[THINGS TO DO]
A - Give the records below, from their first line through the line containing "Target: meatloaf slice", inclusive, as a JSON list of strings with one string per line and blank lines omitted.
B - Take the Dell XPS 13 Ultrabook review below further, picking up from its final sentence.

*** SOURCE EXTRACT

First look: Dell's amazing $1,199 XPS 13 Ultrabook

By David Flynn, March 13 2012
First look: Dell's amazing $1,199  XPS 13 Ultrabook

2012 looks to be The Year of the Ultrabook, and Dell’s off to a flying start with the XPS 13.

Dell’s debutante Ultrabook isn’t its first thin+light offering – over the years the company has released several laptops which fit the mold – but the XPS 13 ticks all the boxes in Intel’s newly-created Ultrabook spec while adding a few new items to the list.

Australian Business Traveller got hands-on with the XPS 13 at its Australian launch, and the Ultrabook is now on sale starting at $1,199 for the base model with Intel's latest Core i5 processor, 4GB of RAM and a 128GB solid state drive. This might just make the XPS 13 Australia's best-value Ultrabook.

Despite weighing just 1.35kg the XPS 13 has a surprising amount of heft when you pick it up – but we're talking 'solidly built' rather than 'heavy'. 

The tapered design spans from 18mm at the rear to 6mm at the front.

There's pleasingly little flex in the display, which is backed by an aluminium panel, while the 13 inch screen is covered in rugged scratch-resistant 'Gorilla Glass'.

That glass runs right across the screen, from one edge to the other, while the bezel surrounding the screen is exceptionally thin.

The resulting footprint of the XPS 13 – the physical amount of space it occupies on your desk, in-flight tray table or lap – is noticeably less than most other 13 inchers.

And yes, you can use the XPS 13 in your lap without the risk of searing your thighs like a tuna steak: a carbon fibre shell encases the lower half of the chassis, which keeps the underbelly from heating up.

That composite material also increases robustness while cutting back on weight, so it's a win whichever way you look at it.

The top of the chassis is magnesium alloy, with the palmrest coated in a soft-touch silicon material. Gone are the discrete click buttons: these are now touch-sensitive buttons integrated into the glass trackpad itself.

Dell has also revamped the keyboard, and as with most other Ultrabooks we're seeing that familiar Apple-inspired 'chiclet' design.

That said, the XPS 13's keys have a slight scalloping in the middle (I've heard them called 'pillow keys') which felt very comfortable, while the keys had a decent amount of travel.

What's more, they're backlit – a boon for working in low-light situations, and a feature we'd like to see on more Ultrabooks.

Overall the XPS 13 looks stylish, albeit in a subdued 'professional' way.  

Let's also hope this clean top deck remains free of stickers. The early models we've seen contain one elegant badge, mounted on the XPS 13's carbon fibre underbelly.

Sandwiched between the aluminium and carbon fibre is the standard serving of tech for a serious Ultrabook: your choice of Intel Core i5 and Core i7 processors, 4GB of RAM and a 128GB or 256GB solid state drive.

On the left side sit the power socket, a USB 2.0 port and combo headphone/microphone jack.

On the right: a USB 3.0 port and a mini DisplayPort for video. No HMDI, alas, nor even an SD Card slot – which we count as an oversight which would weigh against the XPS13 if you do a fair bit of snapping with your digital camera.

******
*** EXTRACTED MATERIAL

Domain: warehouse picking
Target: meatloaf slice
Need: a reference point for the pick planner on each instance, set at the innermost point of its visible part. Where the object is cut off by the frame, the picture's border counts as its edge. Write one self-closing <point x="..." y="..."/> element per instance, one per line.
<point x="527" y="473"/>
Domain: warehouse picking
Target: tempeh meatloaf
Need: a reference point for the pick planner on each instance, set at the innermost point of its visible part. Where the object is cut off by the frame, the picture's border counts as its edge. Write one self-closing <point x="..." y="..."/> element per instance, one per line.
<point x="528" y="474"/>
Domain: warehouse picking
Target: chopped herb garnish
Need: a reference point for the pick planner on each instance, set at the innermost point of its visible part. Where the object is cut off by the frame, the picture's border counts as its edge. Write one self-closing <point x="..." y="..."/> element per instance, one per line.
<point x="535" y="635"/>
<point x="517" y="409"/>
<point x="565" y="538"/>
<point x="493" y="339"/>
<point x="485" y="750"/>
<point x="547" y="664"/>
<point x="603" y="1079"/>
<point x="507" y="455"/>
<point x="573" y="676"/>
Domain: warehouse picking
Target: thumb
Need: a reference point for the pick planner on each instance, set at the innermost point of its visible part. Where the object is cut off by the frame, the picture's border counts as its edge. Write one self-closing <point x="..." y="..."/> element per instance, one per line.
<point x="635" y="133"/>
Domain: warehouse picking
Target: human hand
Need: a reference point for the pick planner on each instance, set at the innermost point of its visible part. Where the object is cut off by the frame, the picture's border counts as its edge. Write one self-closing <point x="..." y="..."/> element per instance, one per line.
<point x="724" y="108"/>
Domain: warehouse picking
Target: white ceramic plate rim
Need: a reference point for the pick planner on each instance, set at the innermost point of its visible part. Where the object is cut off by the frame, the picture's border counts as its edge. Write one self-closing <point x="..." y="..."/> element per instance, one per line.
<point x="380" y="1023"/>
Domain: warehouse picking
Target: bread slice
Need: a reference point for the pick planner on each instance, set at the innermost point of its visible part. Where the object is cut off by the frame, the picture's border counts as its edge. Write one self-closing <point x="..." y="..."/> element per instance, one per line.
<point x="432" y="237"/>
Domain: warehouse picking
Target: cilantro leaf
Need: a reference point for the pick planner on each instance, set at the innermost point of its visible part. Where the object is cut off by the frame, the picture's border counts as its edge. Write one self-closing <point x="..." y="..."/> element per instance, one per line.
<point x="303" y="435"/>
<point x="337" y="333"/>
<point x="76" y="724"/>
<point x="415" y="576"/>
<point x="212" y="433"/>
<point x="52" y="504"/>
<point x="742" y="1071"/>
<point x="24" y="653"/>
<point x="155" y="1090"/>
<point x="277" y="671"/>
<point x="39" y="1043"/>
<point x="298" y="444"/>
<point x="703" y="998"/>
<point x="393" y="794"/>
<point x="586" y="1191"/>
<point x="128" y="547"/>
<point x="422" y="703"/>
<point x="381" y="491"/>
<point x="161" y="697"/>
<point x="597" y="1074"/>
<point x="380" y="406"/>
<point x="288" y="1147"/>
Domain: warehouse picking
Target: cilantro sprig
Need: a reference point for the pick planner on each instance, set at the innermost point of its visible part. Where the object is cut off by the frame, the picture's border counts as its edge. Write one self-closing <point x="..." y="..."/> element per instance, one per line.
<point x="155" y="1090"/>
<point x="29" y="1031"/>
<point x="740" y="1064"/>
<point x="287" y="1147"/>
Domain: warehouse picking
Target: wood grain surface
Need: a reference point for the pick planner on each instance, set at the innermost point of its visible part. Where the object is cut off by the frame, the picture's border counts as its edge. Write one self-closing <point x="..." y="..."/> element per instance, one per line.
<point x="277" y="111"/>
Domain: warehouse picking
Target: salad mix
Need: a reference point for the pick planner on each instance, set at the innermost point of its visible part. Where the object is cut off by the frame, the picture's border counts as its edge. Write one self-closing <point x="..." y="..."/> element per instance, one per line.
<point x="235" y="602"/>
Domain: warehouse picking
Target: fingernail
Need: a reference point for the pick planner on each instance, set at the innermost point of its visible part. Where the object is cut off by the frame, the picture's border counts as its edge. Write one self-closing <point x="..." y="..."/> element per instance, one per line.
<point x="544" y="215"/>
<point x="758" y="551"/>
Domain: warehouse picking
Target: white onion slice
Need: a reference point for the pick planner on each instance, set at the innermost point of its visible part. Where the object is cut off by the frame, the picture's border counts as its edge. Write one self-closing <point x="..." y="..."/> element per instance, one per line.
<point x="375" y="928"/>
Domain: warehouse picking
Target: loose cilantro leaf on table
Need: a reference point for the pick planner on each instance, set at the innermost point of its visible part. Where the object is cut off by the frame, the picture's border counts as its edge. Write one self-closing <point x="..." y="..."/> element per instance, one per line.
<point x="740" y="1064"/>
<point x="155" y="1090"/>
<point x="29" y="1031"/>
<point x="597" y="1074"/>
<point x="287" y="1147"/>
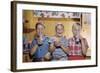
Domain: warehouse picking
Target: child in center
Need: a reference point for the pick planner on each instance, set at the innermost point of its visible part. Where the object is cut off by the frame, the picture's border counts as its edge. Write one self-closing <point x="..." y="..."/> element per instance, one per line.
<point x="77" y="44"/>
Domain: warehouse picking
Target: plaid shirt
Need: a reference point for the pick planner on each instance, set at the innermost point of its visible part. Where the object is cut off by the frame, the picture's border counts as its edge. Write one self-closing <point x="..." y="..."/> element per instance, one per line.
<point x="76" y="48"/>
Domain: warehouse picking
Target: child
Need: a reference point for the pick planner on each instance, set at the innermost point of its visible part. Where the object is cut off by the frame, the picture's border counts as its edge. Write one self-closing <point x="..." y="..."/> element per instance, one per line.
<point x="40" y="45"/>
<point x="58" y="47"/>
<point x="77" y="44"/>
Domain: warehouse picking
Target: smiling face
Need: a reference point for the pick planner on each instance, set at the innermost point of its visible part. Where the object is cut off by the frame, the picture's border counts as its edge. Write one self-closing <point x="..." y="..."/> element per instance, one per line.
<point x="59" y="29"/>
<point x="76" y="29"/>
<point x="40" y="29"/>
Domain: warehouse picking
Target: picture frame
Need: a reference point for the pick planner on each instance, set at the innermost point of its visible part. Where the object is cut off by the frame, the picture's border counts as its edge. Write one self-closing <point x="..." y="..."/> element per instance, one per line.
<point x="85" y="14"/>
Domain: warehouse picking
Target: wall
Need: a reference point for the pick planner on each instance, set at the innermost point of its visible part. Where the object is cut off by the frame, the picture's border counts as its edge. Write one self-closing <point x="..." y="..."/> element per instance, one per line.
<point x="5" y="37"/>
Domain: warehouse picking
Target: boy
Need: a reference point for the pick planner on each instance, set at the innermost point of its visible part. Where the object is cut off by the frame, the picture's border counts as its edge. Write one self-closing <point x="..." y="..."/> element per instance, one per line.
<point x="58" y="47"/>
<point x="40" y="45"/>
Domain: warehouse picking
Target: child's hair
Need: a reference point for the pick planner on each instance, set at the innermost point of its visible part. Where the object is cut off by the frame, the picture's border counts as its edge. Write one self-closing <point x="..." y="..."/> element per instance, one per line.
<point x="59" y="24"/>
<point x="39" y="24"/>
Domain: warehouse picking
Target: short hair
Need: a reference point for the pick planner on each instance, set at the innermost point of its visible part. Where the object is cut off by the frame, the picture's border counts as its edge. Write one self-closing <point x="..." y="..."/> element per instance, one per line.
<point x="78" y="24"/>
<point x="37" y="24"/>
<point x="59" y="24"/>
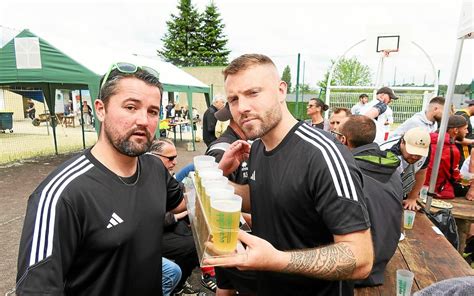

******

[ANSWER LIST]
A -
[
  "Domain: warehouse picking",
  "Target: meatloaf slice"
]

B -
There's also an inbuilt battery indicator to show how much juice remains in the six-cell battery.

The battery itself is rated at eight hours including wi-fi- use, according to Dell, while the power adaptor has been shrunk to almost the size of a pack of cigarettes to keep total travelling weight down.

One unique feature is Intel's Smart Connect technology, which can be set to wake the Ultrabook at scheduled times to check for email, sync your calendar and so on – the idea being that as soon as you flip the lid and wake the XPS13 from sleep mode you're ready to get to work.

It's a cute idea, but with a boot time of under 10 seconds and near-instant resume from sleep it's not as if you'll be sitting around drumming your fingers anyway.

Dell sees the XPS 13 as an Ultrabook for the higher-end prosumer market as well as small businesses, although it can also be geared up for corporates to meet the strict demands of the IT department.


David Flynn is the Editor-in-Chief of Executive Traveller and a bit of a travel tragic with a weakness for good coffee, shopping and lychee martinis.

I'm thinking of getting the Xps 13 but I checked out the specs from the United States dell site and the Australian and noticed a difference between the two basic models.  The Australian version uses the 4GB Single Channel DDR3 1333MHz Memory and the United States version uses 4GB Dual Channel DDR3 1333MHz Memory.  Does anyone know why there are two different memories and which one is better to have in the unit.  I watched a few reviews of the USA one and it got great reviews for speed.  My question is will the different memory that the Australian one slow it down.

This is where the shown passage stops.